| EXCERTO SELECIONADO |
○ ○ ○ ○ ○
16/09/12

"HISTÓRIAS À VISTA" - 16

          16.ª “HISTÓRIA À VISTA”, da autoria do SAJ FZ RES Rogério Pinho Silva. Além de Fuzileiro, tem a especialidade de Dactilografia, mas é mais conhecido entre os seus camaradas pela sua qualidade como Fotógrafo, tendo inclusivamente exercido o cargo de Chefe da Subsecção de Audiovisuais do Comando do Corpo de Fuzileiros.
          Destaque para a sua participação em Forças de Fuzileiros destacadas em 02 missões no estrangeiro: Bósnia-Herzegovina e Afeganistão, nesta última, a 21 de Janeiro de 2011, promoveu nas instalações do Bar Português de "Camp Warehouse", uma mostra de fotografia denominada “Olhares sobre o Afeganistão”.

MISSÃO - AFEGANISTÃO:

Segunda-feira, 27 de Setembro de 2010.
          Próximo da meia-noite é dada ordem de embarque no Aeroporto Militar de Figo Maduro. Todos estão ansiosos e apreensivos porque a espera acontece desde as 21:00 horas. A juntar a este pormenor, a separação e o adeus à família e aos amigos acabou de acontecer. As recomendações de prudência que a familia não cessa de aconselhar, trazem à memória aquilo que ninguém quer recordar, (as longas horas a visionar imagens de violentos atentados durante a preparação).
○ ○ ○ ○ ○
| TAREFAS |
1. Transcreva do excerto, palavra por palavra, o trecho que vai de "Segunda-feira, 27 de" até "durante a preparação).", inclusive.
2. Resuma o excerto em duas frases.
3. Segundo o excerto, que nome tinha a mostra de fotografia promovida em "Camp Warehouse"?
Responda apenas com base no excerto.

[Linhas de dados de anotação de caixas]
○ ○ ○ ○ ○
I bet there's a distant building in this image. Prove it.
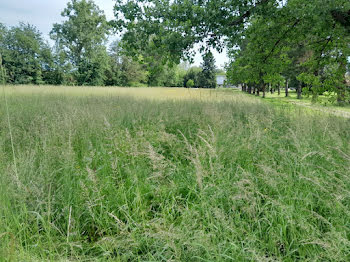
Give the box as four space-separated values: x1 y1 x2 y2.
216 75 226 87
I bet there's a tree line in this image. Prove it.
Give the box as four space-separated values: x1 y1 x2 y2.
0 0 216 88
115 0 350 103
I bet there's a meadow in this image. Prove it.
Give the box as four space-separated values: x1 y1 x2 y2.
0 86 350 261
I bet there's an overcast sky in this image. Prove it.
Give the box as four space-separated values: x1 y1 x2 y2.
0 0 227 67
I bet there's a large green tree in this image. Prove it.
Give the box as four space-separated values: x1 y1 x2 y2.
50 0 110 85
0 23 52 84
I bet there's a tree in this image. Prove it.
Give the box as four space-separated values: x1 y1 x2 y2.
50 0 110 85
201 52 216 88
0 23 51 84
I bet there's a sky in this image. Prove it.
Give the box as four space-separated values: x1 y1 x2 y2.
0 0 228 68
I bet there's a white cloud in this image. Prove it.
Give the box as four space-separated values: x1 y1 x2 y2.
0 0 228 67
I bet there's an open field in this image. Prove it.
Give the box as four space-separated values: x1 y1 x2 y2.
0 86 350 261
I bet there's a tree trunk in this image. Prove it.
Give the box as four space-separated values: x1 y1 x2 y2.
337 57 346 105
297 83 301 99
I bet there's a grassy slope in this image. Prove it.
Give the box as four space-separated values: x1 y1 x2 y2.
0 87 350 261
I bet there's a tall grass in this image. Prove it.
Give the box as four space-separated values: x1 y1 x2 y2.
0 87 350 261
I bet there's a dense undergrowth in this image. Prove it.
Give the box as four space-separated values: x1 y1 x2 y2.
0 86 350 261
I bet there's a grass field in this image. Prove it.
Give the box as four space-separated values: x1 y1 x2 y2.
0 86 350 261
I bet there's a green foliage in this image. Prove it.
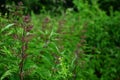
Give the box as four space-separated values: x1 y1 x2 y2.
0 0 120 80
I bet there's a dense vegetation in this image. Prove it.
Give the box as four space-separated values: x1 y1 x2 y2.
0 0 120 80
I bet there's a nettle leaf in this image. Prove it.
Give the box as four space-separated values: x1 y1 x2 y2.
1 46 12 57
0 69 16 80
1 23 14 32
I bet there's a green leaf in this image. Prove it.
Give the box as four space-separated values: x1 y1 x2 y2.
0 69 16 80
1 23 14 32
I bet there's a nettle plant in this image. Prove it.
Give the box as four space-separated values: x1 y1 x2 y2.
0 2 33 80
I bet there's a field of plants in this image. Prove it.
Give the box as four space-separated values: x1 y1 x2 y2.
0 0 120 80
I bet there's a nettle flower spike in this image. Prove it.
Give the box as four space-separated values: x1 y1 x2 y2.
26 25 33 32
23 15 30 23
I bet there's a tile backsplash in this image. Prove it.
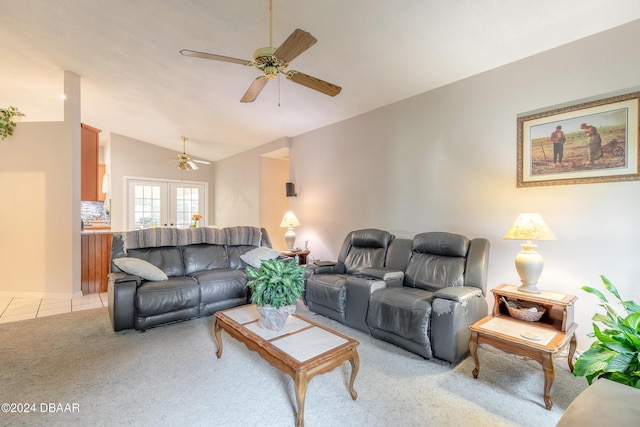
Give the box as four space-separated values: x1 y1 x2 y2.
80 202 110 223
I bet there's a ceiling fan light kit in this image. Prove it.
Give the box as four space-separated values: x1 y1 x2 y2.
177 136 211 170
180 2 342 103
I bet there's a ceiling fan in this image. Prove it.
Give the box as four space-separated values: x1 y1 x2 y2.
180 0 342 102
178 136 211 170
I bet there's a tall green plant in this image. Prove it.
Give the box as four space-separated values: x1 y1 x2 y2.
245 259 304 308
0 106 24 141
573 276 640 388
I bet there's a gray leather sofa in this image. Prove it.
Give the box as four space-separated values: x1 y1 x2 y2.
304 229 490 363
108 226 271 331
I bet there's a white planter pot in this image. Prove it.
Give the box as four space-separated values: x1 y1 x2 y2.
258 305 296 331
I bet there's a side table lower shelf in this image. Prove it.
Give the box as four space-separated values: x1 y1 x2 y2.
469 315 578 409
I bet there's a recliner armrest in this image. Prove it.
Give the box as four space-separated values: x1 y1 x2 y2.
433 286 482 302
107 272 142 286
107 273 142 331
304 262 347 278
362 267 404 282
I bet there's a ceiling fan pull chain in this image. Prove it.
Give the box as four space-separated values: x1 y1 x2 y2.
269 0 273 47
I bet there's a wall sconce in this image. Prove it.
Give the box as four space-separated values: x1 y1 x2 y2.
286 182 298 197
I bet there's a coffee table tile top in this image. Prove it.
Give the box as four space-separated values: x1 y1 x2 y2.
225 304 260 325
483 317 558 345
245 311 313 342
272 326 347 362
502 285 567 301
225 305 347 362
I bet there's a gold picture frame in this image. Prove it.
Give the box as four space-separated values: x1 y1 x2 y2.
517 92 640 187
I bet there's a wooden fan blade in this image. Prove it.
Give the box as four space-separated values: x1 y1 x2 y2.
273 28 318 63
187 160 198 170
180 49 252 65
240 76 269 102
287 70 342 96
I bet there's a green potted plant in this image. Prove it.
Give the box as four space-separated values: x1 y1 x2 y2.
573 276 640 388
245 259 304 331
0 106 24 141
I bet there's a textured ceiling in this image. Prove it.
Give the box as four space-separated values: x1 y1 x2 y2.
0 0 640 161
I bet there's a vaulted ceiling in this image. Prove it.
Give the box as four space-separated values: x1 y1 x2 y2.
0 0 640 161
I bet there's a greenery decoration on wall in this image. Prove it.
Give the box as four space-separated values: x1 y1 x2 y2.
0 106 24 141
573 276 640 388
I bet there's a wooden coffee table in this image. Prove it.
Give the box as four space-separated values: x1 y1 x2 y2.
214 305 360 426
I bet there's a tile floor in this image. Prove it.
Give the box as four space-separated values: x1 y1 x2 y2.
0 293 108 323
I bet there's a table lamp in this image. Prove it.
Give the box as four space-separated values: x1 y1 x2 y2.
503 213 556 294
280 211 300 251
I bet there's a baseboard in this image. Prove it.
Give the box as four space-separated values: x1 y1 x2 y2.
0 291 82 299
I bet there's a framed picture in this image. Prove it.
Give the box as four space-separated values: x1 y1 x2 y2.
517 92 640 187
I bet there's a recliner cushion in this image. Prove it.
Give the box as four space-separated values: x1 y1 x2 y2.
135 277 200 317
404 231 470 291
404 253 465 292
127 246 184 277
367 287 433 349
182 244 229 275
192 269 248 305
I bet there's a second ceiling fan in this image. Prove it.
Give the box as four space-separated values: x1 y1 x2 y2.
180 0 342 102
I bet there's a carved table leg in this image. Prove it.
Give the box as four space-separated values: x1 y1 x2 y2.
294 371 309 427
469 331 480 378
213 318 222 359
349 348 360 400
567 333 577 372
542 353 556 409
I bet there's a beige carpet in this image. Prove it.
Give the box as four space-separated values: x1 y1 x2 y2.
0 308 586 427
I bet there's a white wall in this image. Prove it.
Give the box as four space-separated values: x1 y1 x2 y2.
107 133 215 231
215 137 290 229
0 72 82 298
259 157 289 250
216 21 640 349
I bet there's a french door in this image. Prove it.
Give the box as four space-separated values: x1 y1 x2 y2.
126 178 207 230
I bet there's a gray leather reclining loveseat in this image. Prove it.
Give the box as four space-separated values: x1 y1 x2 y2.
304 229 489 363
108 226 271 331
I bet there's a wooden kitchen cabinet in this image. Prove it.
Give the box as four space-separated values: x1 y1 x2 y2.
81 232 113 295
80 123 102 201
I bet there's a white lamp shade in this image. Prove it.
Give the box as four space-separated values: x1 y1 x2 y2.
503 213 556 240
280 211 300 228
504 213 556 294
280 211 300 250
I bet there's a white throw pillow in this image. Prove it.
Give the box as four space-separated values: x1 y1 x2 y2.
240 246 280 268
113 257 168 282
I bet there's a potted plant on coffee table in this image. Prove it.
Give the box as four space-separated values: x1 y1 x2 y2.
245 259 304 331
573 276 640 388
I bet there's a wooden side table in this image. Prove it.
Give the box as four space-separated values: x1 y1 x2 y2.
282 249 310 265
469 285 578 409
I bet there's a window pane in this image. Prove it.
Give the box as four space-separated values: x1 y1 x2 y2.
133 185 162 230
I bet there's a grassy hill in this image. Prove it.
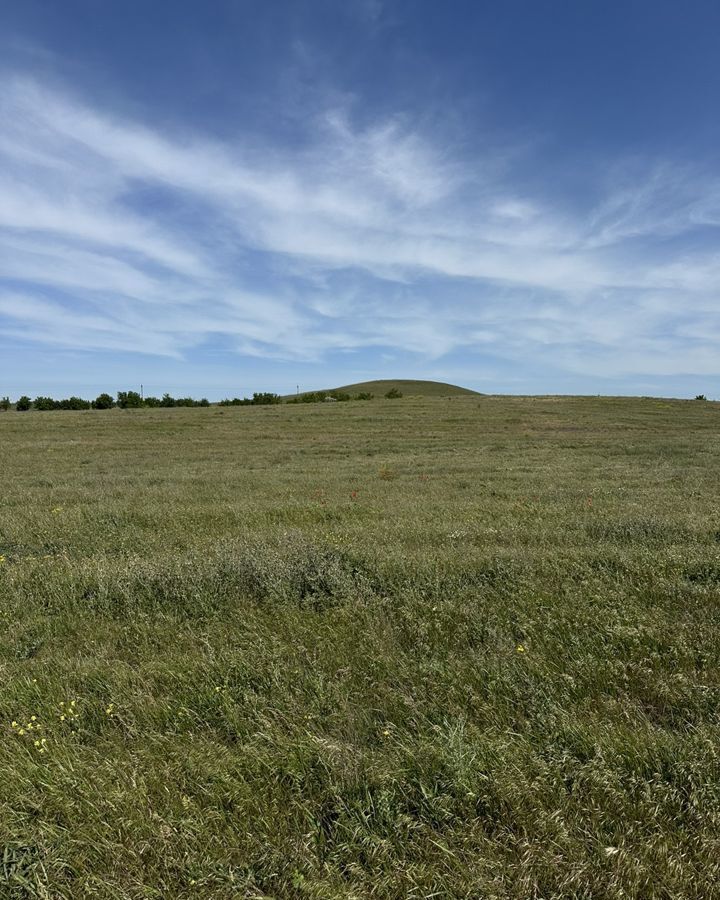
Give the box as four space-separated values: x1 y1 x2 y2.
0 398 720 900
298 378 480 397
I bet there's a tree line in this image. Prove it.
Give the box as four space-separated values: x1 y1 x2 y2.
0 391 210 412
0 388 402 412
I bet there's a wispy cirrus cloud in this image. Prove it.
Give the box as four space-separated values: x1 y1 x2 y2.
0 68 720 375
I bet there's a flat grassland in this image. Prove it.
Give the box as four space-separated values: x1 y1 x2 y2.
0 396 720 900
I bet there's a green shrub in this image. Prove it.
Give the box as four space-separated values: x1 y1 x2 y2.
93 394 115 409
117 391 143 409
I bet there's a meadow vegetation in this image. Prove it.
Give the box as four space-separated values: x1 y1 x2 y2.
0 395 720 900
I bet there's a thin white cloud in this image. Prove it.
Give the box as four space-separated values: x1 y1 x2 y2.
0 76 720 374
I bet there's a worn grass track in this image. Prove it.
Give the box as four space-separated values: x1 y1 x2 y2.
0 397 720 900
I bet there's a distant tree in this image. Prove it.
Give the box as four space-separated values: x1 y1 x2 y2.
33 397 61 412
93 394 115 409
252 391 282 406
60 397 92 409
117 391 143 409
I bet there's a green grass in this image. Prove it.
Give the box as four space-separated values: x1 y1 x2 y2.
0 396 720 900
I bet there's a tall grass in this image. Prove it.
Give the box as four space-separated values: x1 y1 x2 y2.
0 398 720 900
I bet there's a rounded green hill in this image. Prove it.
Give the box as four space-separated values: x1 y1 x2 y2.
300 378 480 397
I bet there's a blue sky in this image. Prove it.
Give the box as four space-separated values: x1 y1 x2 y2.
0 0 720 399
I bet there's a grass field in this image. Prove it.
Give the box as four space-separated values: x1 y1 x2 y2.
0 396 720 900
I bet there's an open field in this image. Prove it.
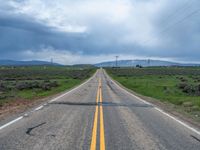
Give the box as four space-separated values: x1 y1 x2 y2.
0 66 95 107
106 67 200 120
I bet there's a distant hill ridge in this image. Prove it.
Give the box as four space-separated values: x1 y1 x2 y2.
95 59 200 67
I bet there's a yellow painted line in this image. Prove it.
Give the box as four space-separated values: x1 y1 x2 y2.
90 106 98 150
90 81 100 150
99 82 105 150
90 78 105 150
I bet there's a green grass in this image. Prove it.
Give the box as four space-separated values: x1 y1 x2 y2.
107 68 200 120
0 66 96 107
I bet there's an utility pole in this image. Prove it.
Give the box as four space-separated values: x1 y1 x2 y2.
115 56 119 68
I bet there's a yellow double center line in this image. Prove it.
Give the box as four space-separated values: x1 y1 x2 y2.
90 79 105 150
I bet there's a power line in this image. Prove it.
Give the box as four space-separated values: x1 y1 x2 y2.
144 9 200 44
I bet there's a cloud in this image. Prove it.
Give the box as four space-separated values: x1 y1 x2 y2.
0 0 200 64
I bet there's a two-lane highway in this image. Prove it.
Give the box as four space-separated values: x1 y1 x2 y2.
0 69 200 150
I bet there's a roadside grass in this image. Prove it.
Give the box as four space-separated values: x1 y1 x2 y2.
107 68 200 121
0 66 96 108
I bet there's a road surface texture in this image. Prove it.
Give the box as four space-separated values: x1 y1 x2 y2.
0 69 200 150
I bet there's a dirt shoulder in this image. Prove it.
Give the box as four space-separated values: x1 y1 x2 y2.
108 75 200 128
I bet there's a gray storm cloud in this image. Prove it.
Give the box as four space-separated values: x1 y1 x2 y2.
0 0 200 64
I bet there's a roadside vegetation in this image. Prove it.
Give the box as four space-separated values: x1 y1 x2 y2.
106 67 200 121
0 66 95 108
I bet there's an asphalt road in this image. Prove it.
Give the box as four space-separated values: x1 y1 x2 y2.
0 69 200 150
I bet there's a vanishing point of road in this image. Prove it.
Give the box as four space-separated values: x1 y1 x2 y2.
0 69 200 150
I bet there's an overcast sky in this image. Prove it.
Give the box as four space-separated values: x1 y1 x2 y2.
0 0 200 64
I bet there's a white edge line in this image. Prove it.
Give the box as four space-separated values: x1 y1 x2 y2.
0 116 23 130
0 71 97 130
106 69 200 135
34 105 44 111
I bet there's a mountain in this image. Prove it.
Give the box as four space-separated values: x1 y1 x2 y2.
95 59 200 67
0 60 61 66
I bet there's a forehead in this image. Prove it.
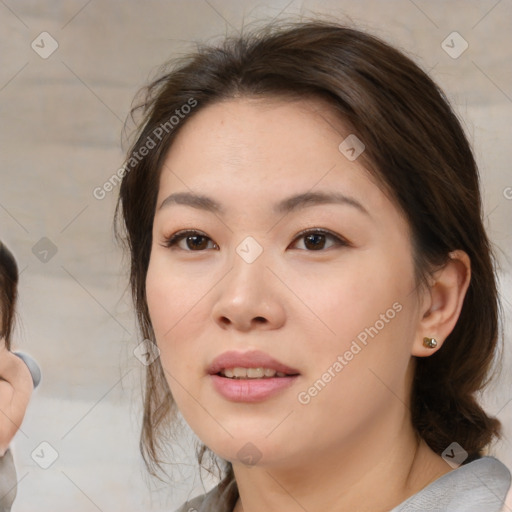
○ ○ ○ ○ ○
| RESPOSTAS POR TAREFA |
1.
Segunda-feira, 27 de Setembro de 2010.
          Próximo da meia-noite é dada ordem de embarque no Aeroporto Militar de Figo Maduro. Todos estão ansiosos e apreensivos porque a espera acontece desde as 21:00 horas. A juntar a este pormenor, a separação e o adeus à família e aos amigos acabou de acontecer. As recomendações de prudência que a familia não cessa de aconselhar, trazem à memória aquilo que ninguém quer recordar, (as longas horas a visionar imagens de violentos atentados durante a preparação).

2. O excerto apresenta a 16.ª "História à Vista", da autoria do SAJ FZ RES Rogério Pinho Silva, fuzileiro com a especialidade de Dactilografia, conhecido entre os camaradas como fotógrafo e que participou em missões na Bósnia-Herzegovina e no Afeganistão. No relato da missão no Afeganistão, na segunda-feira, 27 de setembro de 2010, perto da meia-noite, é dada ordem de embarque no Aeroporto Militar de Figo Maduro, depois de uma espera desde as 21:00 horas e da despedida da família e dos amigos.

3. A mostra chamava-se "Olhares sobre o Afeganistão".